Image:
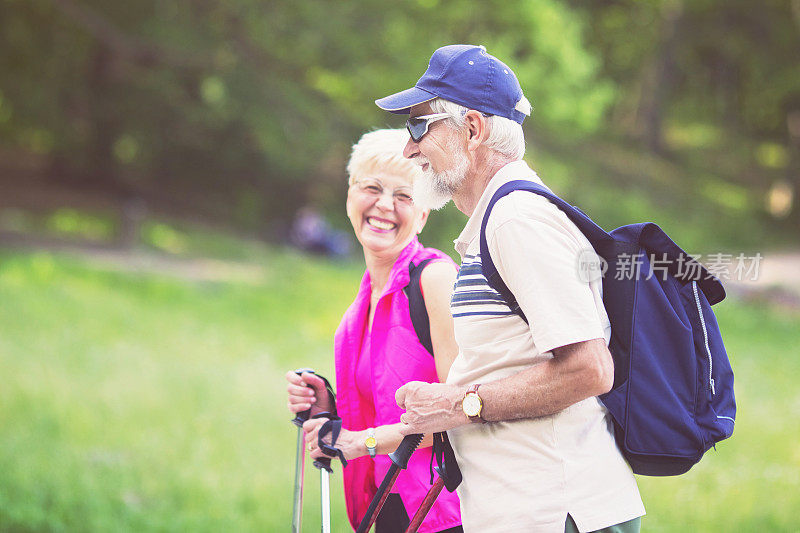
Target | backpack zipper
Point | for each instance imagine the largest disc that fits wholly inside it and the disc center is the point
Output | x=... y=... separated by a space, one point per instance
x=705 y=336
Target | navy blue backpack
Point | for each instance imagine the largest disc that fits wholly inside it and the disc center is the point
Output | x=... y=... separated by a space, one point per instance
x=672 y=397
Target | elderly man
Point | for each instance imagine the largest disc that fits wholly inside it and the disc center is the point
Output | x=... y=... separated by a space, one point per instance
x=534 y=443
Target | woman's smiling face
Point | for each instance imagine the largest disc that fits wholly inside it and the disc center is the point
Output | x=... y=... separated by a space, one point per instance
x=383 y=216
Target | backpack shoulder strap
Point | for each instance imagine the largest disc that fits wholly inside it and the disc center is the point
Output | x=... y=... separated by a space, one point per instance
x=593 y=232
x=416 y=304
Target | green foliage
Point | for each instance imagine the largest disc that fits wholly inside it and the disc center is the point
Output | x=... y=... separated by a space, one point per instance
x=253 y=97
x=144 y=402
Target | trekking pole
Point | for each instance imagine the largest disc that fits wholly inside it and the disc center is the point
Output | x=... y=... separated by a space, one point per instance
x=425 y=506
x=325 y=470
x=449 y=476
x=399 y=459
x=299 y=465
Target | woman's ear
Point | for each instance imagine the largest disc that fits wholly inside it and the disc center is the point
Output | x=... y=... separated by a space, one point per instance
x=422 y=220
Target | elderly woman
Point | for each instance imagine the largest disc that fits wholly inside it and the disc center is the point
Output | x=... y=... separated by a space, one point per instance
x=376 y=347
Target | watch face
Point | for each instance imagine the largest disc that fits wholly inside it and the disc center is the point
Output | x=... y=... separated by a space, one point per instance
x=471 y=405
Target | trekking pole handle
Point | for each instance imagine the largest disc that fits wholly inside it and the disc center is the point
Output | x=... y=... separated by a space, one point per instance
x=301 y=417
x=403 y=452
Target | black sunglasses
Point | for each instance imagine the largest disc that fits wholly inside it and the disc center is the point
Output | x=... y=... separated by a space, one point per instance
x=418 y=126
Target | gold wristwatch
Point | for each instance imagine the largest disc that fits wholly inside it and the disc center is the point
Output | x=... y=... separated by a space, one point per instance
x=472 y=405
x=371 y=442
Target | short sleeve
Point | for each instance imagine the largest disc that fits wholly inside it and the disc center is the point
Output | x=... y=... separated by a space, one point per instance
x=537 y=254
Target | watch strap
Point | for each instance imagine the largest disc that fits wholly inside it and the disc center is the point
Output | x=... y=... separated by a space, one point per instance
x=372 y=450
x=473 y=390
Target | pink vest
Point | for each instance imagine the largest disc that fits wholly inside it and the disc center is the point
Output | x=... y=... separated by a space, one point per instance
x=397 y=357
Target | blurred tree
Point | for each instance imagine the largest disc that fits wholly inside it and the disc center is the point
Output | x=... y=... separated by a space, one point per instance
x=244 y=110
x=729 y=70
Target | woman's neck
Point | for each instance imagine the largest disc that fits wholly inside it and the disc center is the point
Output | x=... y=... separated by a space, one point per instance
x=379 y=267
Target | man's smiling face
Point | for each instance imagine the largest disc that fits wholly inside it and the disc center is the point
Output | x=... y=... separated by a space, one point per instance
x=443 y=158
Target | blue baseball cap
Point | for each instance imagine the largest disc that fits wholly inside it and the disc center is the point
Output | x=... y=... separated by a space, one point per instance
x=469 y=76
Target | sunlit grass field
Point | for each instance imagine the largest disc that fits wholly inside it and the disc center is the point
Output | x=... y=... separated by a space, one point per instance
x=141 y=402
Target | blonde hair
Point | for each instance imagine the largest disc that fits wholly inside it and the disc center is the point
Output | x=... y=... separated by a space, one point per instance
x=381 y=151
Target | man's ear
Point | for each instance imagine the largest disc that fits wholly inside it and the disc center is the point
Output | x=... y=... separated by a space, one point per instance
x=477 y=129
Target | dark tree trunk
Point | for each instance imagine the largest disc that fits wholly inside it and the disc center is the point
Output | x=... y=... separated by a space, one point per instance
x=659 y=79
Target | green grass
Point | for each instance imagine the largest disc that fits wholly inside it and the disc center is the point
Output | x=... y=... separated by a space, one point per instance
x=135 y=402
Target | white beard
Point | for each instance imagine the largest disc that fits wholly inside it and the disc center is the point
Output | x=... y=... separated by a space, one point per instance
x=434 y=189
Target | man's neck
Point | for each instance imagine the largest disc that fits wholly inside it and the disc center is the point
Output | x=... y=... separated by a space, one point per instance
x=478 y=178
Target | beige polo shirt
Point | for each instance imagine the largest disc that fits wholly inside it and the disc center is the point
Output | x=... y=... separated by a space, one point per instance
x=526 y=475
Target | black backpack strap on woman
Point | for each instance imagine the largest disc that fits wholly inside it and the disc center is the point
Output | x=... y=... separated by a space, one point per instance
x=416 y=304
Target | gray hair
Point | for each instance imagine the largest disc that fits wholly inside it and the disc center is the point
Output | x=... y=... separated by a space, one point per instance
x=505 y=135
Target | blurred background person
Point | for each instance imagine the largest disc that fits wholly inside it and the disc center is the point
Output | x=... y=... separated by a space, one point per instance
x=376 y=347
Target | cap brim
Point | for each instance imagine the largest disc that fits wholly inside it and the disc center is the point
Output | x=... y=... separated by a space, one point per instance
x=402 y=102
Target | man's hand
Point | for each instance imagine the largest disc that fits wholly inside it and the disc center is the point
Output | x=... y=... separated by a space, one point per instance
x=430 y=407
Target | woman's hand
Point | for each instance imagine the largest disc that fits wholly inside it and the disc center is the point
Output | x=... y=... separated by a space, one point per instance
x=350 y=442
x=307 y=391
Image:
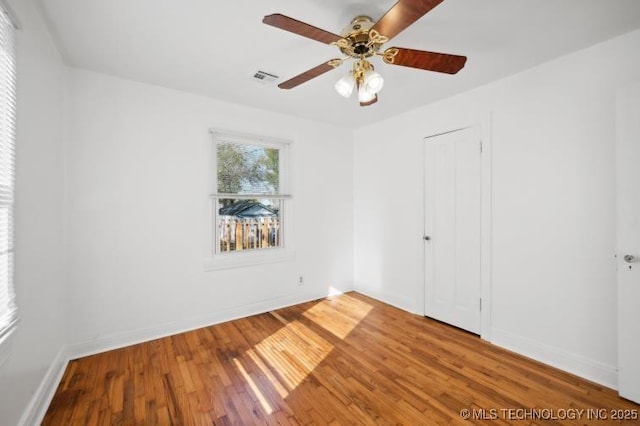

_ _ _ _

## [WORK INSTRUCTIONS]
Give back all entries exactly. No pictures belong in the copy.

## [WRITTEN ANSWER]
Image:
Target | backpack zipper
Point | for each instance imagine the largest disc that fits wholly inside it and the disc center is the point
Output | x=... y=... separated by a space, one point per instance
x=705 y=336
Target | navy blue backpack
Point | for each instance imagine the largest disc that fits wholly inside it and the disc center is the point
Output | x=... y=... separated by a space, one point per instance
x=672 y=397
Target | elderly man
Point | for each instance imagine the largest disc that fits wholly inside it and the disc center is the point
Output | x=... y=... separated by a space, one point per instance
x=534 y=443
Target | woman's smiling face
Point | for each instance imagine the largest disc that fits wholly inside it and the disc center is the point
Output | x=... y=... separated by a space, one point per instance
x=383 y=216
Target | backpack shoulder strap
Point | for each instance imagine the largest disc that fits wholly inside it and the disc center is the point
Output | x=... y=... separated by a space, one point per instance
x=593 y=232
x=416 y=304
Target | green foliage
Point | for each instance imagine the largest disc that fits wholly inside it and the disc center is the point
Output | x=... y=... separated by a space, one point per instance
x=253 y=97
x=144 y=402
Target | trekking pole
Point | for each instance imagine the largest disc that fits wholly inside it and the disc center is the point
Output | x=... y=... separated by a space, one point per instance
x=425 y=506
x=325 y=470
x=449 y=476
x=399 y=459
x=299 y=465
Target | woman's ear
Point | for each instance imagine the largest disc that fits wholly inside it and the disc center is the point
Output | x=... y=... separated by a space, one point per instance
x=422 y=220
Target | elderly woman
Point | for each instance imagine the largest disc that fits wholly inside it and the disc center is the point
Output | x=... y=... separated by a space, one point per instance
x=376 y=347
Target | watch face
Point | for each instance imagine the largest disc that fits wholly inside it and the disc center is the point
Output | x=... y=... separated by a space, one point per instance
x=471 y=405
Target | trekking pole handle
Point | for each instance imagine the largest disc that fits wholly inside it and the disc center is the point
Output | x=... y=... separated by a space, one point per instance
x=301 y=417
x=403 y=452
Target | black sunglasses
Point | for each instance imagine the largest disc that fits wholly inside it and the disc center is the point
Output | x=... y=... separated by a space, one point per instance
x=418 y=126
Target | gold wristwatch
Point | for each instance imagine the largest disc that fits wholly inside it and the disc center is the point
Output | x=... y=... separated by a space, one point per instance
x=472 y=405
x=371 y=442
Target | short sleeve
Point | for each instance imagine the largest disc that fits wholly inside it and the disc center is the point
Output | x=... y=... separated by a space, one point per instance
x=537 y=254
Target | watch strap
Point | for each instance imagine the largest disc that fits wholly inside it and the disc center is the point
Output | x=... y=... separated by a space, one point per instance
x=372 y=450
x=473 y=390
Target | pink vest
Point | for each instance imagine the largest disc that fits wholly inside it and the disc center is the point
Output | x=... y=... separated by a space, one point per instance
x=397 y=357
Target | blurred tree
Point | for each instance imagine the largest disc that fits wholly inside it and the disc center is the point
Output | x=... y=... separated by a space, one point per instance
x=244 y=110
x=729 y=70
Target | woman's neck
Point | for each instance imagine the largest disc that fits wholly inside it and the disc center is the point
Output | x=... y=... separated by a space, one point per instance
x=379 y=267
Target | man's smiling face
Point | for each instance imagine the largest disc that fits wholly inside it and the disc center is the point
Output | x=... y=... separated by a space, one point per instance
x=443 y=158
Target | blue baseball cap
Point | for each instance imagine the largest disc that fits wholly inside it and the disc center is the point
Output | x=... y=... separated by a space, one point per instance
x=469 y=76
Target | sunlit grass field
Point | for each instance imagine the largest disc that fits wholly inside it and the disc center is the point
Output | x=... y=... separated by a space, one point per instance
x=141 y=402
Target | blonde hair
Point | for each instance imagine the largest disc that fits wholly inside it and the disc center is the point
Output | x=... y=... separated by a space, one point per instance
x=381 y=151
Target | man's ear
Point | for each instance imagine the largest disc that fits wholly inside it and the disc center is the point
Output | x=... y=... separated by a space, one point per instance
x=477 y=129
Target | dark tree trunk
Point | for each instance imagine the largest disc that fits wholly inside it and the disc center is the point
Output | x=... y=... separated by a space, one point per instance
x=659 y=79
Target | green grass
Point | for each instance imagine the largest disc that fits wholly inside it and the disc center is the point
Output | x=... y=... separated by a space, one point per instance
x=135 y=402
Target | white beard
Point | for each instance imagine the largest disc that fits wholly inside it and the disc center is the point
Output | x=... y=... separated by a space, one point per instance
x=434 y=189
Target | man's neck
Point | for each instance imagine the largest disc that fits wholly inside it and the disc center is the point
Output | x=... y=... separated by a space, one point per instance
x=478 y=178
Target | beige polo shirt
Point | for each instance imagine the largest disc that fits wholly inside it and the disc center is the point
Output | x=... y=... separated by a space, one point per instance
x=526 y=475
Target | black backpack strap on woman
Point | for each instance imagine the largest disc that fits wholly inside it and the disc center is the point
Output | x=... y=... separated by a space, one point per instance
x=416 y=304
Target | gray hair
Point | for each instance imagine the largest disc that fits wholly inside it and the disc center is the point
Output | x=... y=... separated by a space, one point per instance
x=505 y=135
Target | blurred background person
Point | for each instance imagine the largest disc that fits wholly inside it and the disc center is the point
Output | x=... y=... separated by a space, one point per instance
x=376 y=347
Target | cap brim
Point | for each instance imagine the largest disc that fits wholly inside it and the disc center is the point
Output | x=... y=... separated by a space, one point per instance
x=402 y=102
Target | man's hand
Point | for each instance imagine the largest disc that fits wholly inside it and the disc center is the point
Output | x=... y=... separated by a space, one point per instance
x=430 y=407
Target | woman's hand
Point | for each instance imagine the largest disc that fits wholly inside it and the disc center is the point
Output | x=... y=... separated by a space, one point per instance
x=350 y=442
x=307 y=391
Image:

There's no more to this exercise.